*** PROVIDED DATA ***
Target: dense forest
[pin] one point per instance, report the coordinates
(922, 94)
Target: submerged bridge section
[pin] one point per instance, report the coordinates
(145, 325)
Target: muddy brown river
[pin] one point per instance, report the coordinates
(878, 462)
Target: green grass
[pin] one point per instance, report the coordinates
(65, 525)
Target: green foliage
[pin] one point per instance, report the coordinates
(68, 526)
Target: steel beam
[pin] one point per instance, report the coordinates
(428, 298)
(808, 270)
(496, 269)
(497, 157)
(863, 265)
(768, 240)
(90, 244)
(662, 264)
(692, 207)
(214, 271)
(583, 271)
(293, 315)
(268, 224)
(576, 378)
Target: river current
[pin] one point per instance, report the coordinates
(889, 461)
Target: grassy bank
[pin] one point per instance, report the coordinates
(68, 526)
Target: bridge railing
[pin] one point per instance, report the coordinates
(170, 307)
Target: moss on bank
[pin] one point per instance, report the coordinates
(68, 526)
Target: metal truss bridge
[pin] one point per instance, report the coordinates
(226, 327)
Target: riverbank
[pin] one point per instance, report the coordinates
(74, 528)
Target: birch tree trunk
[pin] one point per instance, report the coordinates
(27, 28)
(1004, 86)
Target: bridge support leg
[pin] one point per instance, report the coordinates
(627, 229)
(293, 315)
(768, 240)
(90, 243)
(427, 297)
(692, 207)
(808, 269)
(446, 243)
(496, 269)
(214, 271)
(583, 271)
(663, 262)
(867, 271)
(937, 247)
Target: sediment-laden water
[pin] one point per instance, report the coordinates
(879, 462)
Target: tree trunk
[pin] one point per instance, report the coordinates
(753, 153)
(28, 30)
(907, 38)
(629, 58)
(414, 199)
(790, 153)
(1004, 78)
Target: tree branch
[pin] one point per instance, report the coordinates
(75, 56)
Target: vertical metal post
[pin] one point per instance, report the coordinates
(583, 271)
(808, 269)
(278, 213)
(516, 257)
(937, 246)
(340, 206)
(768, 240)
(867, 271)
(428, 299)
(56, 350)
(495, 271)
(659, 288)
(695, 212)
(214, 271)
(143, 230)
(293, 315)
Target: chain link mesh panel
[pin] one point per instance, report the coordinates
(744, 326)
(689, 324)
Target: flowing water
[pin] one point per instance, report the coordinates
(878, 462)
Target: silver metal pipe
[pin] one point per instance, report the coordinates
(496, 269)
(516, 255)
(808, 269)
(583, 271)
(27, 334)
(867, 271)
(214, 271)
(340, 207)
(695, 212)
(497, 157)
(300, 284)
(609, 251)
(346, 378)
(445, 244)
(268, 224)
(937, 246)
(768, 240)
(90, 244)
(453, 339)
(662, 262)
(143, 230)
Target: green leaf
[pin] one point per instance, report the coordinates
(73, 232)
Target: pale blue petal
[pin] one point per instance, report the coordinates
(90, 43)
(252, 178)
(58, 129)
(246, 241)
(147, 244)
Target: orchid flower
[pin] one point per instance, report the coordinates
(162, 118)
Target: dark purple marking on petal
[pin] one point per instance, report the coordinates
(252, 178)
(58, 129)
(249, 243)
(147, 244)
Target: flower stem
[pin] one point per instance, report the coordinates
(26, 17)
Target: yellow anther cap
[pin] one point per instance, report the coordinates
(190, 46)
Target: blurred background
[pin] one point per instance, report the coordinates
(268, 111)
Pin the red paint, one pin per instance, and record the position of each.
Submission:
***
All the entries must be retyped exactly.

Target: dense forest
[pin] one point per instance, report the coordinates
(922, 94)
Target: submerged bridge section
[pin] one point per instance, report the coordinates
(145, 325)
Target: muddy brown river
[pin] one point per instance, report the coordinates
(878, 462)
Target: green grass
[pin] one point per instance, report the coordinates
(65, 525)
Target: green foliage
[pin] one point per instance, report the coordinates
(68, 526)
Target: steel beam
[pin] one point per instance, report the coordinates
(428, 298)
(808, 270)
(496, 269)
(497, 157)
(863, 265)
(768, 240)
(90, 244)
(662, 264)
(692, 207)
(214, 271)
(583, 271)
(293, 315)
(268, 224)
(576, 378)
Target: river current
[pin] one point per instance, report the coordinates
(889, 461)
Target: grassy bank
[pin] one point per instance, report the coordinates
(68, 526)
Target: bridge railing
[pin] one point per instance, report the coordinates
(170, 307)
Target: moss on bank
[pin] one point per instance, report the coordinates
(68, 526)
Target: metal truss bridge
[pin] one point per instance, report the coordinates
(226, 327)
Target: riverbank
[pin] one point per instance, report the coordinates
(74, 528)
Target: birch tree trunk
[pin] one point per instance, report the coordinates
(27, 28)
(1004, 86)
Target: bridge support leg
[pin] one point per instance, report the coordinates
(627, 229)
(293, 315)
(768, 240)
(90, 243)
(427, 297)
(692, 207)
(808, 269)
(446, 243)
(496, 269)
(214, 271)
(583, 271)
(663, 262)
(867, 271)
(937, 247)
Target: sediment-laden water
[pin] one point per instance, report the coordinates
(879, 462)
Target: tree trunk
[pin] one point per instance, report the coordinates
(753, 153)
(28, 30)
(907, 38)
(629, 58)
(414, 199)
(790, 153)
(1004, 78)
Target: tree branch
[pin] one point per instance, report the coordinates
(75, 56)
Target: vertical metal post
[pin] one point per instance, report the coordinates
(583, 271)
(808, 269)
(278, 213)
(516, 257)
(937, 246)
(340, 206)
(768, 240)
(867, 271)
(428, 299)
(56, 350)
(495, 271)
(659, 288)
(695, 212)
(214, 271)
(143, 230)
(293, 315)
Target: chain link mesh panel
[pin] one point per instance, report the coordinates
(744, 326)
(689, 324)
Target: flowing water
[pin] one point per instance, report the coordinates
(878, 462)
Target: silver metal pipe
[pin] one point per instance, report the coordinates
(496, 269)
(516, 255)
(808, 269)
(583, 271)
(27, 334)
(867, 271)
(214, 271)
(340, 207)
(695, 212)
(497, 157)
(300, 284)
(609, 251)
(346, 378)
(445, 244)
(268, 224)
(937, 246)
(768, 240)
(90, 244)
(453, 339)
(662, 262)
(143, 230)
Target: green leaf
[pin] one point per instance, report the coordinates
(73, 232)
Target: pale blue petal
[pin] one point per instance, report the coordinates
(90, 43)
(252, 178)
(58, 129)
(246, 241)
(147, 244)
Target: orchid flower
[pin] one point per instance, report the coordinates
(162, 118)
Target: dark purple marking on petal
[pin] one point per instance, report the coordinates
(252, 178)
(58, 129)
(249, 243)
(147, 244)
Target: flower stem
[pin] one point per instance, report the coordinates
(26, 17)
Target: yellow anther cap
[pin] one point per instance, report the coordinates
(190, 46)
Target: blurred background
[pin] one point per instance, report the coordinates
(268, 111)
Pin the red paint, one pin per instance, and record the position of each.
Submission:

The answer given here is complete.